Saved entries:

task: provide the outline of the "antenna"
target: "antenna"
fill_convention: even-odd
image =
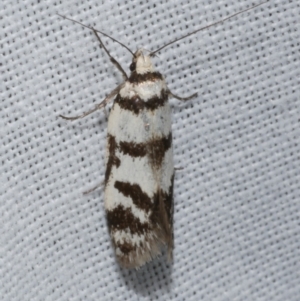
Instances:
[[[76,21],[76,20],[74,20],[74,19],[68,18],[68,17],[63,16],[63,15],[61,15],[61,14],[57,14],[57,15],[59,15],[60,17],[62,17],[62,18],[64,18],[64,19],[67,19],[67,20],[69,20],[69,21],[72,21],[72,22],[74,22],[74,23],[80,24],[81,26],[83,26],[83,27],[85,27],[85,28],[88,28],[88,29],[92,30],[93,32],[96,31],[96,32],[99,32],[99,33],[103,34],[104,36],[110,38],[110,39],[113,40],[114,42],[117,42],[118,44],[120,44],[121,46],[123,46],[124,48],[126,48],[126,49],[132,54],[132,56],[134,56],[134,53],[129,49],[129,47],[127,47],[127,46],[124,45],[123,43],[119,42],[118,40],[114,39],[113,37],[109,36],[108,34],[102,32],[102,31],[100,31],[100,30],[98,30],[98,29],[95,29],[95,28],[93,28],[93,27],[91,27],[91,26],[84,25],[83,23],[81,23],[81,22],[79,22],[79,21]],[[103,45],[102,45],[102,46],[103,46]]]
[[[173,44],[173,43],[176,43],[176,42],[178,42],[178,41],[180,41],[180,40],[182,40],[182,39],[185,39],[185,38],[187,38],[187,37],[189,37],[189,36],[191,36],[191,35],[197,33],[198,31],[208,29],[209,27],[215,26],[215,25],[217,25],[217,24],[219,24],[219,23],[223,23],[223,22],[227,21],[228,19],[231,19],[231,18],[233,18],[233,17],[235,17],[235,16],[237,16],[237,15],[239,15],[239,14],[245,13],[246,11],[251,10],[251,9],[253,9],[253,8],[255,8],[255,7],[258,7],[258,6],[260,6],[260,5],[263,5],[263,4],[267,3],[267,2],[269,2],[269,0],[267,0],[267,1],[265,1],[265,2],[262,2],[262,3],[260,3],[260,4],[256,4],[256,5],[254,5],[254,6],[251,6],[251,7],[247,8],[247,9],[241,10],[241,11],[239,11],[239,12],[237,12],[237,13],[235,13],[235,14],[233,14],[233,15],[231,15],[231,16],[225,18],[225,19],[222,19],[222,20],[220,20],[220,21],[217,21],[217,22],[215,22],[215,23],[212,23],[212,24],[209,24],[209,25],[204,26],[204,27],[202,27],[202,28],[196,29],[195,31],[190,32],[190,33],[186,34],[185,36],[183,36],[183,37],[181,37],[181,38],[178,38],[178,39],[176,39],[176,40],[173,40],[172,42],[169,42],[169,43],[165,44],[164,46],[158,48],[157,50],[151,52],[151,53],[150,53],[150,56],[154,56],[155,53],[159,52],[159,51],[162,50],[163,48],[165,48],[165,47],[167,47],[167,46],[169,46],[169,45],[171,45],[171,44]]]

* * *

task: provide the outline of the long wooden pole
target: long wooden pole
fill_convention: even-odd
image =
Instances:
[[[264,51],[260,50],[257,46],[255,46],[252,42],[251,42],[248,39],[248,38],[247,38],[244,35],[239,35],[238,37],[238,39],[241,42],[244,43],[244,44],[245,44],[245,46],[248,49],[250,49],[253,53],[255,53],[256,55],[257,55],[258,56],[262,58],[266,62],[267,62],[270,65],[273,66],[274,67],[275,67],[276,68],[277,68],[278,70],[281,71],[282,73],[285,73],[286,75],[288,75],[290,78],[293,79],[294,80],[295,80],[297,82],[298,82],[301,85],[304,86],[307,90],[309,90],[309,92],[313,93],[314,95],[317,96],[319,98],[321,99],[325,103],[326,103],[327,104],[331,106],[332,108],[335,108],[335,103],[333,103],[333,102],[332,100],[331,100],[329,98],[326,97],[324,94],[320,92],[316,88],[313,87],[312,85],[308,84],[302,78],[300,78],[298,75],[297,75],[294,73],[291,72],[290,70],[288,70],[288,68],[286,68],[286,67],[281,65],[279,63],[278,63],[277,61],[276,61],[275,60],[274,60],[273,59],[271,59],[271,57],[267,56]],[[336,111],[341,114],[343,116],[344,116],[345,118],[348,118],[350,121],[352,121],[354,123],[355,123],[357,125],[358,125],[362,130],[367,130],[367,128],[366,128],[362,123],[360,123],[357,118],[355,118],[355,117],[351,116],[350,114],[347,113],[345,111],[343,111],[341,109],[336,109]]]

**DIRECTIONS FOR THIS TASK**
Locate every line in the entries that contains the word "provide", and copy each of those lines.

**FULL ANSWER**
task: provide the outline of the "antenna"
task: provide the outline of the long wooden pole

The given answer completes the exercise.